Pull out the material verbatim, beginning at the line that contains "Note: spot each instance of the concrete" and stopping after the line that contains "(1294, 624)". Both of those lines are included.
--- --- ---
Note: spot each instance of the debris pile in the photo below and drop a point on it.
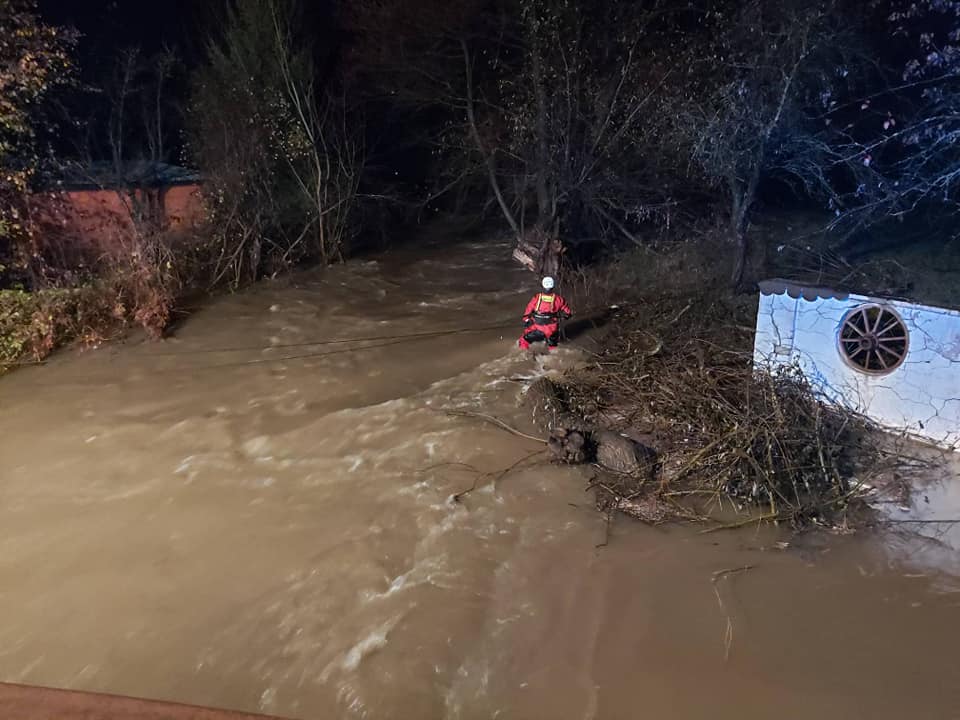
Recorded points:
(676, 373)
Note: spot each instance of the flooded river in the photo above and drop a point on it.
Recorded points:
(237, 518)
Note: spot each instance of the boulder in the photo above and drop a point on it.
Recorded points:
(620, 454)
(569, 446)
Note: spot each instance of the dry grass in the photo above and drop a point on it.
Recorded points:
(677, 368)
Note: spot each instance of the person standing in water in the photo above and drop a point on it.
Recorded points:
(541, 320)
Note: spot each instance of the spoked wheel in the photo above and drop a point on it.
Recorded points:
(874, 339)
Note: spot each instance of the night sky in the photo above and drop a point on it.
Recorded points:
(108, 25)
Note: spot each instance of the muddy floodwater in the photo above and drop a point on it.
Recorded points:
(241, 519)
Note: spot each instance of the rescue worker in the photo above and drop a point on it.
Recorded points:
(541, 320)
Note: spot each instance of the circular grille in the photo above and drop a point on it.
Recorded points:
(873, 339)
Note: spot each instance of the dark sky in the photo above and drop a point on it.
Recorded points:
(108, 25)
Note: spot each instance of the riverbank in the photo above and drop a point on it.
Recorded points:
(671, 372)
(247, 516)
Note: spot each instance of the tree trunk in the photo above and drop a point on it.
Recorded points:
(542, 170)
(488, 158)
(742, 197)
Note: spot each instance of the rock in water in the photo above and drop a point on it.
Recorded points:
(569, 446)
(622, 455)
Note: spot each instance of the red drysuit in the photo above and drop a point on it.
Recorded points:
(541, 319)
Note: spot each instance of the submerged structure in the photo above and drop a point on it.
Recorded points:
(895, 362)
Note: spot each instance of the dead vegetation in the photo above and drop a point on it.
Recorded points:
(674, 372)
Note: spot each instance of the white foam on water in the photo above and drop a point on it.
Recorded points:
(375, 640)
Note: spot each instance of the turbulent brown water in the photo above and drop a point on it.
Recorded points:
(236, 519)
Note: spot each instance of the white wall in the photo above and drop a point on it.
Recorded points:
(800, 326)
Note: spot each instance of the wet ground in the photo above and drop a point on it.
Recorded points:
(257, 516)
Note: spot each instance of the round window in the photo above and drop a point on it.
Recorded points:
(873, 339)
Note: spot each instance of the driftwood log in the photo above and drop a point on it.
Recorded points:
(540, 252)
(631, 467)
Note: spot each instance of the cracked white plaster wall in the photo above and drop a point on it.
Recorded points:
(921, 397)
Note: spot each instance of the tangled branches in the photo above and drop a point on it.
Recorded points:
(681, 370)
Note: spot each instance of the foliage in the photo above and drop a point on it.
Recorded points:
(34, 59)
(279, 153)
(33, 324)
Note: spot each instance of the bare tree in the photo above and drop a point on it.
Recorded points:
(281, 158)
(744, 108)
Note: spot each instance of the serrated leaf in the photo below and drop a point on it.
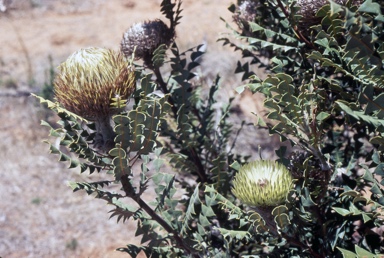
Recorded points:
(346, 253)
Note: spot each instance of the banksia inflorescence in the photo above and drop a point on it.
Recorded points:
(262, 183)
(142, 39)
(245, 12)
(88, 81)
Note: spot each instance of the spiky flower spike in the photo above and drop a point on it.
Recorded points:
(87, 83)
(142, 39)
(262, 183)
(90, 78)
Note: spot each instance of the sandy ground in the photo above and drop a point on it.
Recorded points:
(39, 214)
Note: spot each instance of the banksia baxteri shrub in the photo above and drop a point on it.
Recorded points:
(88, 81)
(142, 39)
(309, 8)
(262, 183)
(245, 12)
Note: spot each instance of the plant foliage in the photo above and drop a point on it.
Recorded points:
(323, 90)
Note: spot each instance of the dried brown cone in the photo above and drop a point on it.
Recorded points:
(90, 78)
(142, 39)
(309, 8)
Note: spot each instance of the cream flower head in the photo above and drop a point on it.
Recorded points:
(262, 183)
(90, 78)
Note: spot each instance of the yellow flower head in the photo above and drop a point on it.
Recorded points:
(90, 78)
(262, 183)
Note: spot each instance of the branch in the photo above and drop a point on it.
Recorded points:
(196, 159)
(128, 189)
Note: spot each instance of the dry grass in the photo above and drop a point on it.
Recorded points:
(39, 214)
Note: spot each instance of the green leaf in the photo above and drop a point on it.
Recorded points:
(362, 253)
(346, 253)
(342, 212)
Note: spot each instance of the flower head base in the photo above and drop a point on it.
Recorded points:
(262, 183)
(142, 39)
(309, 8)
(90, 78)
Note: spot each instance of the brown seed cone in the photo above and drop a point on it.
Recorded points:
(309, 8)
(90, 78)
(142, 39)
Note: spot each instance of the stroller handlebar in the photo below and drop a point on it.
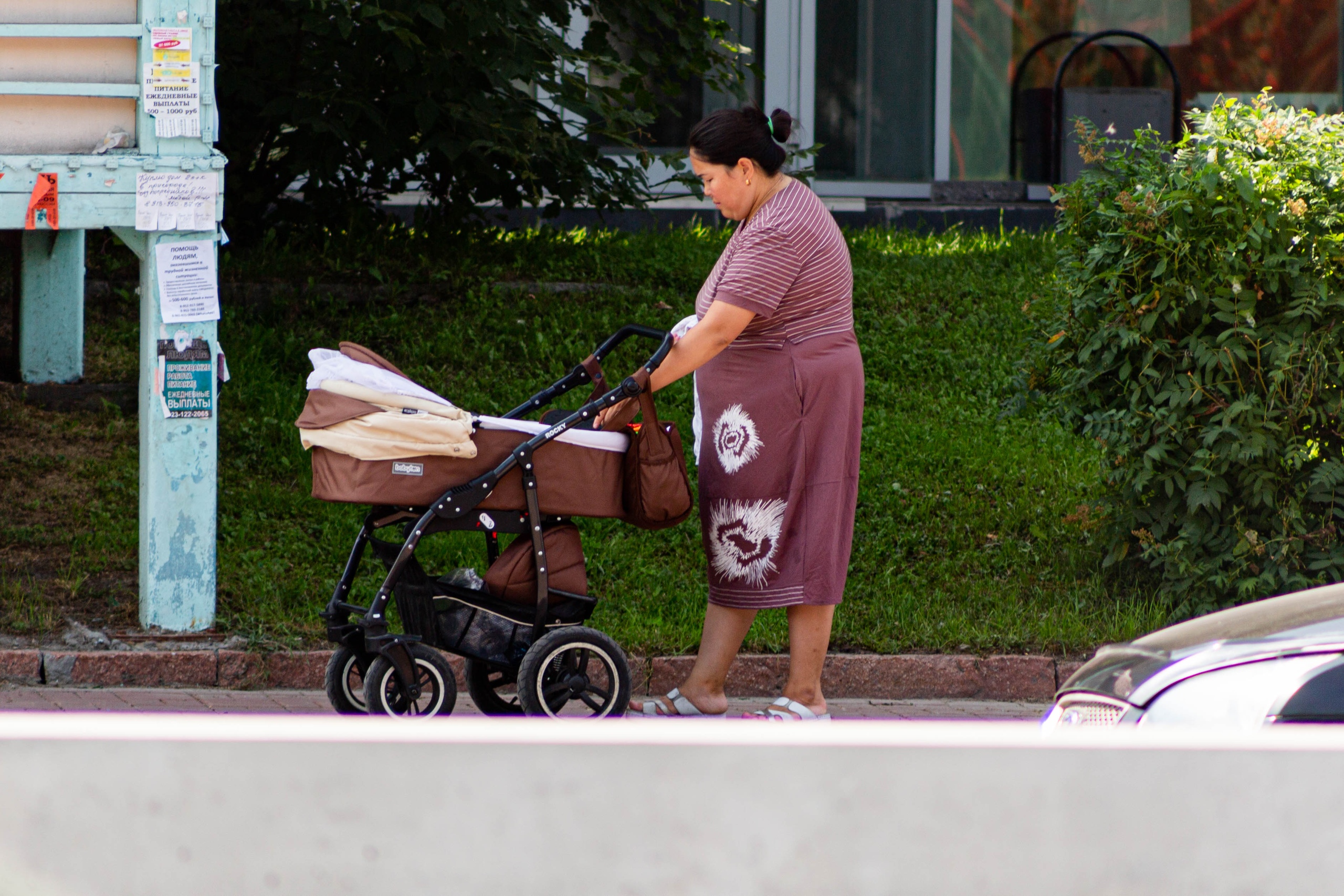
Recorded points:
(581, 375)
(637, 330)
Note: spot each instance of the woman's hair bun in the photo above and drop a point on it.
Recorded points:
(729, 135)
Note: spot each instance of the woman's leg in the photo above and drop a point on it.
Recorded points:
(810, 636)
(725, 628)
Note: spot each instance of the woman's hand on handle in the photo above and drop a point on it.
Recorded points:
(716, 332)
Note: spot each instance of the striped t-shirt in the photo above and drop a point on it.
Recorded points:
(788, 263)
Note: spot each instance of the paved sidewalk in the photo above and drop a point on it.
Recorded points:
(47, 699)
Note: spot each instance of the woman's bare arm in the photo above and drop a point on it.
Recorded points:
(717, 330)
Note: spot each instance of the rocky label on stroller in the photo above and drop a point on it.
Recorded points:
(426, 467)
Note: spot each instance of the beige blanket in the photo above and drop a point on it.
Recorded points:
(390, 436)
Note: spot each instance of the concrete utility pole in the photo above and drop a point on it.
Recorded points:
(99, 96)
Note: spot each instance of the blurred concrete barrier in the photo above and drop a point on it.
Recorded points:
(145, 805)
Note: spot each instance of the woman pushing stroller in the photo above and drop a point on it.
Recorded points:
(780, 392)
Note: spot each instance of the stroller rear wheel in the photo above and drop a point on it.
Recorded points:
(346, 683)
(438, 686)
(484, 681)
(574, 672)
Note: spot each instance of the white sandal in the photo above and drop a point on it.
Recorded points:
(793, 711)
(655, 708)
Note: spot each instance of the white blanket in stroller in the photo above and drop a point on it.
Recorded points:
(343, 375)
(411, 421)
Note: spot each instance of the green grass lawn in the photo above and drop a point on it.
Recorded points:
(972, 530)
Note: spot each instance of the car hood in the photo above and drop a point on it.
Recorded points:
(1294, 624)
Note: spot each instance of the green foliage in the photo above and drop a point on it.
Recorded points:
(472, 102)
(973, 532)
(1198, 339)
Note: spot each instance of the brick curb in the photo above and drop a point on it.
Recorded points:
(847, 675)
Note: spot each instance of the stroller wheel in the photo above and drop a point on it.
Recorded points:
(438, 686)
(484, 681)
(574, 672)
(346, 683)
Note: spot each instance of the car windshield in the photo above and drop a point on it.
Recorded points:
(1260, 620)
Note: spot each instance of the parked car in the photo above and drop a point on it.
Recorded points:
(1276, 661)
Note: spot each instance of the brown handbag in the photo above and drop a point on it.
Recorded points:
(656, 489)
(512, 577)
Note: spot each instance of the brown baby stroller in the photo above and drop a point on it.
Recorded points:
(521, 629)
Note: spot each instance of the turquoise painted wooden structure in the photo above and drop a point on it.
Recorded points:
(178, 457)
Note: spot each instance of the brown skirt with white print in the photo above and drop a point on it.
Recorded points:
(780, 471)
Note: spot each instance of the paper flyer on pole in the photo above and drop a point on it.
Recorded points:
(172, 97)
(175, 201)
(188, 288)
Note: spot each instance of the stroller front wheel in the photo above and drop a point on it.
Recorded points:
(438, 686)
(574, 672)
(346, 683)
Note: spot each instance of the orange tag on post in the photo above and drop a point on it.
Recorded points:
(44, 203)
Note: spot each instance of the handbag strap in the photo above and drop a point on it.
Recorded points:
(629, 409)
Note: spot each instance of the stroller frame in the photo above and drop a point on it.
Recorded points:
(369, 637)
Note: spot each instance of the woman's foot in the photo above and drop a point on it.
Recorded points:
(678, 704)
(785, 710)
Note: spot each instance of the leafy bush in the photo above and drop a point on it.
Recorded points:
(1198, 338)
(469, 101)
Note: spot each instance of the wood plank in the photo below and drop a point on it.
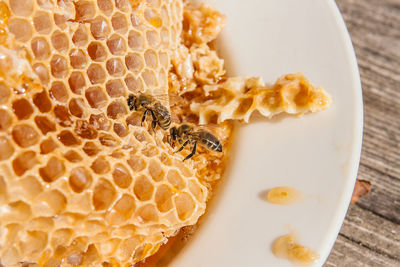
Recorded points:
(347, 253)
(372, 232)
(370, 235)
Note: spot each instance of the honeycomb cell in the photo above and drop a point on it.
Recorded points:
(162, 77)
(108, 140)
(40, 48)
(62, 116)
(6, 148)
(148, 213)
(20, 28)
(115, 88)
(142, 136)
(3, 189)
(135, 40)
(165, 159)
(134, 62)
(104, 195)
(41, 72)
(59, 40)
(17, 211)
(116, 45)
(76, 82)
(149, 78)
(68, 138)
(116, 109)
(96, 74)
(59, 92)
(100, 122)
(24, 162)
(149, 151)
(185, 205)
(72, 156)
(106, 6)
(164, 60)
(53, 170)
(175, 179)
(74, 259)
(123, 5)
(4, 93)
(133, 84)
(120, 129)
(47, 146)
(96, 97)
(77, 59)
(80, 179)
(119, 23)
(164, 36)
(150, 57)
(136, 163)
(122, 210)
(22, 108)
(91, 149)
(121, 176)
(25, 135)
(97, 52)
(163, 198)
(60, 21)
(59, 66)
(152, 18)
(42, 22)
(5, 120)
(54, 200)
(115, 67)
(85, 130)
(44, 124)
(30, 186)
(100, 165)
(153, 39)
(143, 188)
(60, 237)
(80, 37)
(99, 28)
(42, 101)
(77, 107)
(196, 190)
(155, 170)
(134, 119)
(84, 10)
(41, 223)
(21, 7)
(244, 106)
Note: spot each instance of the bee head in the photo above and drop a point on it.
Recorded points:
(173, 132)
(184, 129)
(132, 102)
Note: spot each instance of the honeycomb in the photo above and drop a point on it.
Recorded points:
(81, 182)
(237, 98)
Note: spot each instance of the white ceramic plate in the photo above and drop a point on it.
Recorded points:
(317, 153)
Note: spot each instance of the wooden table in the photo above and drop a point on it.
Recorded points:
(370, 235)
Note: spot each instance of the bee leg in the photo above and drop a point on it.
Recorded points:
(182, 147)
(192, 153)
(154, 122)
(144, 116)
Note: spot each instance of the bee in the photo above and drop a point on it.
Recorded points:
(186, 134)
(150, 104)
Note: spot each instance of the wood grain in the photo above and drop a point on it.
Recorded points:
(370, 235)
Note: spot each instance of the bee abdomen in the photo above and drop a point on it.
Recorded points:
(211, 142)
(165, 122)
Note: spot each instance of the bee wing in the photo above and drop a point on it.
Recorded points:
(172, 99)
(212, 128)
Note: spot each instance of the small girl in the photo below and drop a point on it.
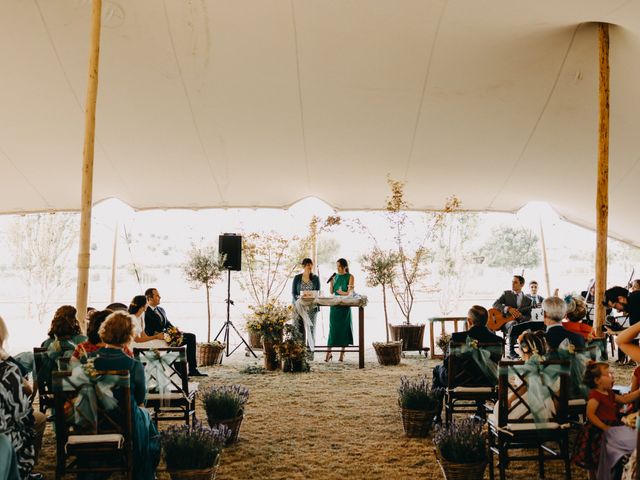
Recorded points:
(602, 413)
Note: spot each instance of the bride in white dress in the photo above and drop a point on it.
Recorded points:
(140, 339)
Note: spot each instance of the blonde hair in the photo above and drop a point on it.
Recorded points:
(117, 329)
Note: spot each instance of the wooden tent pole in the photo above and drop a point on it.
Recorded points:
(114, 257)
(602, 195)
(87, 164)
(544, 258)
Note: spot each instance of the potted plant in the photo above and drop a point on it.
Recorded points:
--- --- ---
• Solution for this task:
Note: spot each instance of the concrete utility pole in the photo above and drop a point on it.
Recorded points:
(99, 96)
Note: spot each instance of the blurred concrete barrier in the photo above and drop a point on it.
Recorded points:
(145, 805)
Note: spot each instance of the woman pushing stroller in the photo above and drop a point on it.
Recorded points:
(780, 392)
Note: spot each instance of the stroller rear wheel in the photo above and drop a point on it.
Recorded points:
(346, 683)
(438, 686)
(484, 681)
(574, 672)
Note: spot each instance of the white sandal in the photo above and drop a point on it.
Recorded points:
(793, 711)
(655, 708)
Note: spot each instance of the white blanket in stroller in the photo above and drop a point on it.
Recorded points:
(343, 375)
(411, 421)
Note: spot each instance of the green grass lawn in the photo above and drop a point on it.
Recorded points:
(972, 530)
Note: spot each instance of the car hood in the photo above and drop a point on it.
Recorded points:
(1294, 624)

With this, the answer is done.